• _REQUIREMENTS_:
What follows is a set of records, each of which is to be written out exactly.

[Stored items]
<<<<

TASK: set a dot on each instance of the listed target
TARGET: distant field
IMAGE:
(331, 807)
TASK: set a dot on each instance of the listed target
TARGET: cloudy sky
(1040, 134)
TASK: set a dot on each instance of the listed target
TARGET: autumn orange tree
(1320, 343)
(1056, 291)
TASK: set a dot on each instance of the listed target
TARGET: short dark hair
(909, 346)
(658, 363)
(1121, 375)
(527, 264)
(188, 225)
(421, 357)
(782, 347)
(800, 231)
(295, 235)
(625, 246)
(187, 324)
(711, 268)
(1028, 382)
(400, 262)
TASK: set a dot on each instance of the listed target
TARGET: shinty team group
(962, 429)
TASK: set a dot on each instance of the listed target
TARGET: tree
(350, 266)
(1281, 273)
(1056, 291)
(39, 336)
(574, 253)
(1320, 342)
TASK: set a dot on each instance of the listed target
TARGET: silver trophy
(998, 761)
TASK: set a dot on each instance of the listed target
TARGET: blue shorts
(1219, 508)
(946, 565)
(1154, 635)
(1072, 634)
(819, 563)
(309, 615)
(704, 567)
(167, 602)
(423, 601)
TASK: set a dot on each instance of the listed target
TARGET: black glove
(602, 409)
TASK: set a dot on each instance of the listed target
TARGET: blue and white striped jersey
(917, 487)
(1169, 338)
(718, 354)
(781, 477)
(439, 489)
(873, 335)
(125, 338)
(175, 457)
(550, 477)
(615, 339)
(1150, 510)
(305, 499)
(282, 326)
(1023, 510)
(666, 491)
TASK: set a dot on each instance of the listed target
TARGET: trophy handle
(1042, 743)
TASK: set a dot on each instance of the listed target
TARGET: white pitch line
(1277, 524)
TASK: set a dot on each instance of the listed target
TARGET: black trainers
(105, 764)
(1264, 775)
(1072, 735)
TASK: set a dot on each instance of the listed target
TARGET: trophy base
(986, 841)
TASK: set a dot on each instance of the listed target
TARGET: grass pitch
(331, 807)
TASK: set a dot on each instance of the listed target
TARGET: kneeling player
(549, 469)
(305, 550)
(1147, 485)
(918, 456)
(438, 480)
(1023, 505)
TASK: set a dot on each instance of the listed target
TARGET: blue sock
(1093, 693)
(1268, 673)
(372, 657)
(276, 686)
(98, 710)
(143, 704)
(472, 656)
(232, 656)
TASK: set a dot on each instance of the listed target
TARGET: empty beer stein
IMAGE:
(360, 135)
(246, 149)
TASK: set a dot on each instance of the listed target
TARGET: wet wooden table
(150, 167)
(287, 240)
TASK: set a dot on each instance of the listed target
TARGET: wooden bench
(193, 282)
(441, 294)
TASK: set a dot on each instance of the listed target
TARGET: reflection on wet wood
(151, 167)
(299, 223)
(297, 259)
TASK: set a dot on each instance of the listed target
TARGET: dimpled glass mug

>>>>

• _WORKED SOLUTION_:
TASK: set a dot on each instance of the listed target
TARGET: distant field
IMAGE:
(331, 807)
TASK: set a dot on each instance of the listed target
TARGET: cloudy sky
(1040, 134)
TASK: set a dot on each instance of the listed target
TARGET: autumn orange tree
(1320, 343)
(1056, 291)
TASK: set a dot on each instance of the listed target
TARGET: short dark hair
(909, 346)
(658, 363)
(1121, 375)
(527, 264)
(188, 225)
(421, 357)
(782, 347)
(800, 231)
(295, 235)
(625, 246)
(187, 324)
(711, 268)
(1028, 382)
(400, 262)
TASK: set a dot on each instance of the listed target
TARGET: shinty team group
(962, 429)
TASK: set a dot on each instance of the listed target
TARGET: tree
(350, 266)
(1281, 273)
(1056, 291)
(39, 336)
(574, 253)
(1320, 342)
TASK: set a dot on each instance of the listed target
TARGET: silver trophy
(998, 761)
TASK: set a dot on each instance of the listed target
TARGET: blue shorts
(1219, 508)
(946, 565)
(1154, 635)
(1072, 634)
(819, 563)
(309, 615)
(704, 567)
(167, 602)
(423, 601)
TASK: set a dot on each instance of the listed target
TARGET: black glove
(602, 409)
TASK: set a dot on each instance of the listed target
TARGET: blue and white striped jersey
(917, 487)
(1169, 338)
(718, 354)
(781, 477)
(439, 489)
(873, 335)
(125, 338)
(175, 457)
(550, 477)
(615, 339)
(1150, 510)
(305, 499)
(282, 326)
(1023, 510)
(666, 491)
TASK: set a dot on each instance of the listed target
TARGET: trophy handle
(1042, 743)
TASK: set a dot on each instance of the listed target
TARGET: white pitch line
(1277, 524)
TASK: set a dot on each instance of the listed target
TARGET: black trainers
(105, 764)
(1264, 775)
(1072, 735)
TASK: set a dot on each instance of the listed target
TARGET: trophy base
(986, 841)
TASK: set a dot on each instance of the listed target
TARGET: grass pitch
(331, 807)
TASK: set a dot on each instance of the listed target
TARGET: kneeling player
(549, 469)
(305, 550)
(1147, 485)
(918, 456)
(438, 480)
(1023, 505)
TASK: set a dot on each instance of the listed target
TARGET: blue sock
(1093, 693)
(1268, 673)
(372, 657)
(276, 686)
(98, 710)
(143, 704)
(472, 656)
(232, 656)
TASK: set a dot on each instance of the listed target
TARGET: empty beer stein
IMAGE:
(360, 135)
(246, 149)
TASK: set a dot on each instance of the listed target
TARGET: wet wooden table
(150, 167)
(287, 240)
TASK: set a dot on each instance of the listed target
TARGET: wooden bench
(193, 282)
(441, 294)
TASK: set a dot on each instance of the listed target
TARGET: reflection on wet wood
(151, 167)
(299, 223)
(297, 259)
TASK: set a dot on each instance of the listed target
TARGET: dimpled glass mug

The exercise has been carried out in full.